**INSTRUCTIONS FOR THE TASK**
Your response should be the complete data, transcribed exactly.

**RECORDS FOR THE EXERCISE**
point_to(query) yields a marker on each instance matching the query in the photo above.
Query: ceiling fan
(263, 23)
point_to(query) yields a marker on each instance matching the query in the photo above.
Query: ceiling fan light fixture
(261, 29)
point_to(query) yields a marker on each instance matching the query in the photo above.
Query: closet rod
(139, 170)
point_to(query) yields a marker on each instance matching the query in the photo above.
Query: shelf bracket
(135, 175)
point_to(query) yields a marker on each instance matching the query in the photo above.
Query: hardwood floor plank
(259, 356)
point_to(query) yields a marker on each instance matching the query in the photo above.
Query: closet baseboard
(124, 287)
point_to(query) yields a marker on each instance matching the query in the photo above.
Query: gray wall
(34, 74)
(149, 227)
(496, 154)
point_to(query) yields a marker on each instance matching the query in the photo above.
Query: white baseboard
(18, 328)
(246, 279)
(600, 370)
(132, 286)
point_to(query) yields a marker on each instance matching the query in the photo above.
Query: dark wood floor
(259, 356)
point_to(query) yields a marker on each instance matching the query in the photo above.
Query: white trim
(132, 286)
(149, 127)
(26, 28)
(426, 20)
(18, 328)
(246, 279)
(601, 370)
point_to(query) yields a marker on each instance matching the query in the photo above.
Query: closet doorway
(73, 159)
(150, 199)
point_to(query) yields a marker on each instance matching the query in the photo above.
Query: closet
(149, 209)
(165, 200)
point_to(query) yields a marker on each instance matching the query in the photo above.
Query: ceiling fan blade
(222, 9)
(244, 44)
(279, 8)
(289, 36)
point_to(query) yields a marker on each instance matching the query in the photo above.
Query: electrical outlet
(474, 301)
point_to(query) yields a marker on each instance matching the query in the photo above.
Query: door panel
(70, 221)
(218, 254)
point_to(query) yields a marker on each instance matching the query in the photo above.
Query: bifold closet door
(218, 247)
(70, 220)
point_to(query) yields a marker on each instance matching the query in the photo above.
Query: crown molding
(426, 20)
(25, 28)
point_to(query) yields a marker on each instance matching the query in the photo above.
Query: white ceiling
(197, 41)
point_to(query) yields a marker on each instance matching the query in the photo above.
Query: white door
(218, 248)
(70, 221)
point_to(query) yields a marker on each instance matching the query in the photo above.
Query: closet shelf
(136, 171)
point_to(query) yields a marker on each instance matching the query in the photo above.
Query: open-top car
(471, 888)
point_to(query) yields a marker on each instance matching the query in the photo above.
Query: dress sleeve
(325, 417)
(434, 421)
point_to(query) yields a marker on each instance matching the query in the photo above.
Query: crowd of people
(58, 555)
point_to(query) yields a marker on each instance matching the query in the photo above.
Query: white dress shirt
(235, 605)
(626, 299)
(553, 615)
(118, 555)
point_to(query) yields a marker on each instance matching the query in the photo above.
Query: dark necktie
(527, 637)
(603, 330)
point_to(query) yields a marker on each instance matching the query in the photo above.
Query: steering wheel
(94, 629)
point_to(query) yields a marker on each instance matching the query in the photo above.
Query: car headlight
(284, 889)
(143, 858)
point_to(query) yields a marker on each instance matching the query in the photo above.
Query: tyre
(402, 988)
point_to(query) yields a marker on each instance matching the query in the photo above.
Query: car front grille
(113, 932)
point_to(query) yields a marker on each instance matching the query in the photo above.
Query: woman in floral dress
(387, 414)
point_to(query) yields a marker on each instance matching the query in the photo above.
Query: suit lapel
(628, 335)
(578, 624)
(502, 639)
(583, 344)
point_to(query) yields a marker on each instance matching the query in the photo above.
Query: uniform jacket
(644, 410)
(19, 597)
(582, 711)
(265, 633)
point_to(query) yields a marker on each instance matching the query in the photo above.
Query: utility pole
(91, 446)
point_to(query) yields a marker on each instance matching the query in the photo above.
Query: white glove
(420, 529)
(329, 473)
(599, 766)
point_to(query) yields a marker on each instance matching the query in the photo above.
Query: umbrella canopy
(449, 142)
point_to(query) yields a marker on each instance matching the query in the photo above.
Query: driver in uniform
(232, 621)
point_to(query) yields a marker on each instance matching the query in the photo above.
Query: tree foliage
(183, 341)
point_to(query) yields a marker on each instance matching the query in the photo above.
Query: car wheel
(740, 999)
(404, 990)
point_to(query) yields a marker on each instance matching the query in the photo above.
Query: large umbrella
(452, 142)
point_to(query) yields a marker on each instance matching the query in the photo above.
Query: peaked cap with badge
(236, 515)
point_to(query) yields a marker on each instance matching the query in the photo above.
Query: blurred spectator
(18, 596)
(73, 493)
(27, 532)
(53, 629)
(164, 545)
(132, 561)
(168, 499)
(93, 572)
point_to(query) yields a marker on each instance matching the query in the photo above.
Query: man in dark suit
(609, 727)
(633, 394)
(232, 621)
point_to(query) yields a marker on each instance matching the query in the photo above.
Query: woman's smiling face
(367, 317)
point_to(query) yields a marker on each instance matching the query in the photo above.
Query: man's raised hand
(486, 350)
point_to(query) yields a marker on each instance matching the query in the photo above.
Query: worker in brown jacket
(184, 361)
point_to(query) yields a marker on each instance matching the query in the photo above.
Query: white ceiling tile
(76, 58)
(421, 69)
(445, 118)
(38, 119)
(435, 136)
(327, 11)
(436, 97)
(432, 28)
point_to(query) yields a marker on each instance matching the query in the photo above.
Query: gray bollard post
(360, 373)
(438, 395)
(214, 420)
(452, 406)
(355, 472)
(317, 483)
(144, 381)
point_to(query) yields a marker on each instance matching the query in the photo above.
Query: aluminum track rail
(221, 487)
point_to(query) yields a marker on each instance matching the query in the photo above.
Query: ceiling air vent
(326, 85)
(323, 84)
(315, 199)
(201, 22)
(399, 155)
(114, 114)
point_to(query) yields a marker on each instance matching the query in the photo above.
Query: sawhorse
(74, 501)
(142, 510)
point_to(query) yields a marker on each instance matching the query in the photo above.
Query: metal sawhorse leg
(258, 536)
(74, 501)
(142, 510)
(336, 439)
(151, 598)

**WRITTEN RESPONSE**
point_to(query) yields a marker on each instance matching the query in the photo above.
Query: ceiling fan
(263, 23)
point_to(query) yields a marker on each instance matching the query in the photo above.
Query: ceiling fan light fixture
(261, 29)
point_to(query) yields a marker on each instance matching the query in the photo above.
Query: closet rod
(139, 170)
point_to(query) yields a marker on each instance matching the query in the photo above.
Query: shelf bracket
(135, 175)
point_to(query) yields a marker on each instance matching the query in the photo above.
Query: hardwood floor plank
(259, 356)
point_to(query) yields a marker on each instance matching the query in the photo above.
Query: closet baseboard
(124, 287)
point_to(query) yields a marker on each instance matching the query in the photo above.
Query: gray wall
(34, 74)
(149, 227)
(496, 154)
point_to(query) yields a marker on each instance matching the query in the photo above.
Query: white baseboard
(18, 328)
(246, 279)
(600, 370)
(132, 286)
point_to(query) yields a marker on each instance matching the query in the photo above.
Query: dark wood floor
(259, 356)
point_to(query) yields a marker on each instance matching the query in the photo above.
Query: white trim
(132, 286)
(149, 127)
(26, 28)
(426, 20)
(18, 328)
(246, 279)
(601, 370)
point_to(query) yields a marker on each instance matching the query in the photo above.
Query: closet doorway
(73, 159)
(150, 199)
point_to(query) yields a marker on each instance matching the query in the photo above.
Query: closet
(149, 209)
(165, 200)
point_to(query) yields a marker on each instance matching the query in the photo above.
Query: ceiling fan blade
(222, 9)
(244, 44)
(279, 8)
(289, 36)
point_to(query) yields a marker on each instance matching the query in the photo above.
Query: electrical outlet
(474, 301)
point_to(query) yields a marker on each instance matching the query in the photo above.
Query: door panel
(70, 221)
(218, 254)
point_to(query) yields a marker on each instance matching the query in the photo above.
Query: bifold closet door
(218, 247)
(70, 220)
point_to(query) yields a marker on each instance matching the query in the photo above.
Query: crown molding
(426, 20)
(25, 28)
point_to(query) yields a marker on each instance matching the query in the photo above.
Query: white ceiling
(197, 41)
point_to(query) yields a marker on each instance matching the query in the photo above.
Query: white door
(218, 248)
(70, 221)
point_to(query) yields a marker on each instance matching the query in the photo above.
Query: closet shelf
(136, 171)
point_to(query) yields a marker on each instance matching the query in the photo above.
Query: open-top car
(471, 888)
point_to(query) yields a marker on each instance matching the query in the photo above.
Query: dress sleeve
(325, 417)
(434, 421)
point_to(query) yields a marker on each instance matching the query in the photo above.
Query: crowd of people
(58, 555)
point_to(query) yields a marker on each instance matching the query in the photo above.
Query: white dress shirt
(235, 605)
(626, 299)
(553, 615)
(118, 555)
point_to(query) yields a marker on each instance matching the query in the photo above.
Query: dark necktie
(527, 637)
(603, 330)
point_to(query) yields a marker on each instance matching the query in the photo above.
Query: steering wheel
(94, 629)
point_to(query) yields a marker on each instance matching the query in the photo above.
Query: car headlight
(284, 889)
(143, 858)
point_to(query) yields a marker on each instance matching the query in the photo above.
Query: tyre
(402, 988)
point_to(query) yields a marker on each instance matching the query in the photo above.
Query: car front grille
(113, 932)
point_to(query) yields a marker on each instance matching the query in the photo above.
Query: woman in floral dress
(387, 414)
point_to(query) yields a marker on each instance matching the query in the photo above.
Query: suit lapel
(628, 335)
(578, 624)
(502, 639)
(583, 344)
point_to(query) yields a marker on each instance matching the query in the photo above.
Query: uniform jacket
(644, 410)
(19, 597)
(582, 711)
(265, 633)
point_to(query) yields a marker on each instance matching the query in the photo above.
Query: utility pole
(91, 446)
point_to(query) yields a marker on each instance matching the query in the photo above.
Query: white glove
(420, 529)
(329, 473)
(599, 766)
point_to(query) yields a marker on each instance matching the query in the photo above.
Query: umbrella canopy
(449, 142)
point_to(query) yields a marker on each instance matching the query in the photo above.
Query: driver in uniform
(232, 621)
point_to(query) yields a marker on each instance matching the query in the photo above.
Query: tree foliage
(183, 341)
point_to(query) yields a marker on each instance matching the query in the photo above.
Query: car wheel
(740, 999)
(404, 990)
point_to(query) yields a marker on each instance matching the query in the photo above.
Query: large umbrella
(452, 142)
point_to(query) yields a marker on each instance matching the query in the photo above.
Query: peaked cap with badge
(236, 515)
point_to(query) yields a marker on each instance matching the query in the photo above.
Query: blurred spectator
(18, 596)
(73, 493)
(27, 532)
(53, 629)
(164, 545)
(132, 561)
(168, 499)
(93, 572)
point_to(query) yields a marker on each instance matching the query in the photo above.
Query: man in dark suit
(609, 727)
(633, 394)
(232, 621)
point_to(query) yields a marker on each instance matching the query in the photo above.
Query: woman's smiling face
(367, 317)
point_to(query) yields a marker on each instance matching the query in the photo above.
Query: man's raised hand
(486, 350)
point_to(query) yields a marker on each instance matching the query in the photo above.
Query: worker in brown jacket
(184, 361)
point_to(query) yields a marker on each instance matching the query in the photo above.
Query: white ceiling tile
(76, 58)
(421, 69)
(445, 118)
(38, 119)
(435, 136)
(327, 11)
(436, 97)
(432, 28)
point_to(query) yields a marker on each instance matching the query in the photo above.
Query: gray bollard post
(360, 373)
(438, 395)
(214, 420)
(452, 406)
(355, 472)
(317, 483)
(144, 381)
point_to(query) yields a marker on each instance matching the query in the photo above.
Query: aluminum track rail
(221, 487)
point_to(query) yields a marker on each instance matching the query in the photo above.
Query: ceiling air vent
(326, 85)
(323, 84)
(315, 199)
(201, 22)
(399, 155)
(114, 114)
point_to(query) yields a marker on each instance matching the query in the photo above.
Query: sawhorse
(74, 501)
(142, 510)
point_to(query) yields a marker on each instance matching the query in the photo above.
Query: metal sawhorse leg
(258, 536)
(74, 501)
(142, 510)
(336, 439)
(151, 598)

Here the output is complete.